Repeat every line below exactly, word for word.

* BEGIN RECORDS *

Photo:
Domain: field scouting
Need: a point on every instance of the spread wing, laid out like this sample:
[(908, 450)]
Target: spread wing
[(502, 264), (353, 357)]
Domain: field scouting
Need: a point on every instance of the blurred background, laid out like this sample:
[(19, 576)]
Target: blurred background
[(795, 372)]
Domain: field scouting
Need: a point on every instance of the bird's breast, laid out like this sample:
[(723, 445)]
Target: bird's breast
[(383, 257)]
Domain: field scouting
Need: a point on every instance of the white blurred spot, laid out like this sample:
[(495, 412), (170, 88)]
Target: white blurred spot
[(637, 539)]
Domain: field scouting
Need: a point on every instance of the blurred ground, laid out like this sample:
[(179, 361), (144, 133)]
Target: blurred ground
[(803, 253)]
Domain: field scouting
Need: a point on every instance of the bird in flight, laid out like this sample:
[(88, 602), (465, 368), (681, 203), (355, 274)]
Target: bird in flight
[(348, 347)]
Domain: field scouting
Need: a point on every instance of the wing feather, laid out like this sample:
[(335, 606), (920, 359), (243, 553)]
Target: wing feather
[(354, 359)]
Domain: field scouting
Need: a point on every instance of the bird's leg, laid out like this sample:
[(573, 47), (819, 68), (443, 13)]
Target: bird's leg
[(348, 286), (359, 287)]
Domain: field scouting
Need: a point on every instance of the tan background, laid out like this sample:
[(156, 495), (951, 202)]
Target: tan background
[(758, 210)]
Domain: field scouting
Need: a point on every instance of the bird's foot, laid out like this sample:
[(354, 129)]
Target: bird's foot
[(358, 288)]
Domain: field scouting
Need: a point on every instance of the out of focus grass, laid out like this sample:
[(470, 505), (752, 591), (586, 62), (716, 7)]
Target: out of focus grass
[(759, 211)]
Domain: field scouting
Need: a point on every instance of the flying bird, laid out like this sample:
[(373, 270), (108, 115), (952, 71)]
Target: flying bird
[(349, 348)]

* END RECORDS *

◆ RESULT OF THE EXERCISE
Photo:
Domain: field scouting
Need: a point on every instance of the spread wing, laid out like this sample:
[(908, 450)]
Target: spread wing
[(502, 264), (353, 357)]
Domain: field scouting
Need: a point on every instance of the blurred background, laid out like this sample:
[(19, 576)]
Target: blurred background
[(795, 372)]
Domain: field scouting
Need: a point on every instance of the bird's breast, laid out like this sample:
[(723, 445)]
Target: bird's breast
[(383, 257)]
Domain: field scouting
Need: a point on every instance of the white blurred spot, laid out like this sample:
[(495, 412), (170, 88)]
Target: white blurred spot
[(637, 539)]
Domain: field scouting
Need: a point on every instance of the blurred ground, laid out like this sample:
[(179, 361), (144, 133)]
Target: blurred ground
[(803, 253)]
Domain: field scouting
Need: a point on every instance of the bird in flight, laid out like this sample:
[(88, 602), (465, 368), (681, 203), (355, 274)]
Target: bird in flight
[(348, 347)]
Domain: field scouting
Need: a point on every instance of the wing feather, laid out like this sample:
[(335, 606), (920, 359), (243, 553)]
Target: wing feather
[(354, 359)]
Domain: field scouting
Need: a point on every instance of the bird's leg, laid out like this sample:
[(573, 47), (819, 68), (443, 13)]
Target: bird's leg
[(348, 286), (359, 287)]
Domain: field scouting
Need: a point on every instance of the tan background, laid out like this sample:
[(156, 495), (951, 202)]
Target: tan background
[(758, 210)]
Domain: field scouting
Need: a point on every instance of the bird's foot, laid out like this sample:
[(354, 129)]
Target: bird's foot
[(358, 288)]
Domain: field scouting
Need: a point on every instance of the out of focus grass, laid out like this sample:
[(470, 505), (752, 591), (586, 62), (716, 7)]
Target: out of focus grass
[(759, 211)]
Domain: field scouting
Need: a point on every instance of the flying bird, laid out like this sample:
[(373, 270), (108, 115), (952, 71)]
Target: flying bird
[(349, 348)]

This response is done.